ASSIGNMENT:
Reproduce every line of the items below verbatim, but leave out the pictures.

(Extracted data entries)
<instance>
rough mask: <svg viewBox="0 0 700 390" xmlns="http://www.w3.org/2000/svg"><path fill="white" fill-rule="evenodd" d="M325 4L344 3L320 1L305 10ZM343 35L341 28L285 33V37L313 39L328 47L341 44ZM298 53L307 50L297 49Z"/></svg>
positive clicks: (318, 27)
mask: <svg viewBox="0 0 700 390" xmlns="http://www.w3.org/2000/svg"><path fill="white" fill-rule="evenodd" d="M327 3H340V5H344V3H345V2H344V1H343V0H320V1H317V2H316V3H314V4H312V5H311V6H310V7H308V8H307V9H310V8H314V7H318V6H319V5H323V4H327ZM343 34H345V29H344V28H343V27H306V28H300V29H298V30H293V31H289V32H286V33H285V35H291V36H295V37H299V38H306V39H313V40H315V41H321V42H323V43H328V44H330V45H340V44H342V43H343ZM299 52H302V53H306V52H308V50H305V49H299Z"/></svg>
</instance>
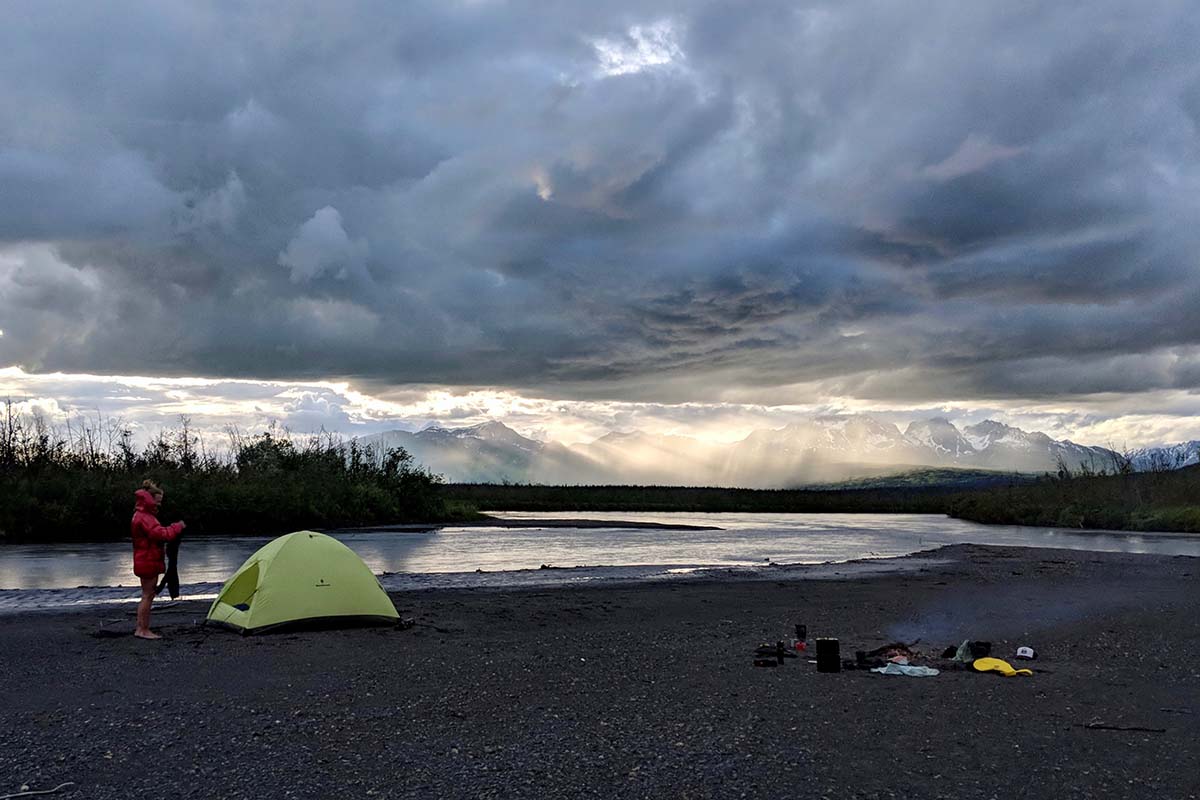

WRITTEN SOLUTION:
<instance>
rough mask: <svg viewBox="0 0 700 390" xmlns="http://www.w3.org/2000/svg"><path fill="white" fill-rule="evenodd" d="M325 4L344 3L320 1L305 10ZM343 35L341 28L285 33V37L313 39L328 47L341 44ZM298 53L307 50L297 49Z"/></svg>
positive clicks: (318, 27)
mask: <svg viewBox="0 0 700 390" xmlns="http://www.w3.org/2000/svg"><path fill="white" fill-rule="evenodd" d="M327 3H340V5H344V3H345V2H344V1H343V0H320V1H317V2H316V3H314V4H312V5H311V6H310V7H308V8H307V9H310V8H314V7H318V6H319V5H323V4H327ZM343 34H345V29H344V28H343V27H306V28H300V29H298V30H293V31H289V32H286V33H285V35H291V36H295V37H299V38H306V39H313V40H315V41H321V42H323V43H328V44H330V45H340V44H342V43H343ZM299 52H302V53H306V52H308V50H305V49H299Z"/></svg>
</instance>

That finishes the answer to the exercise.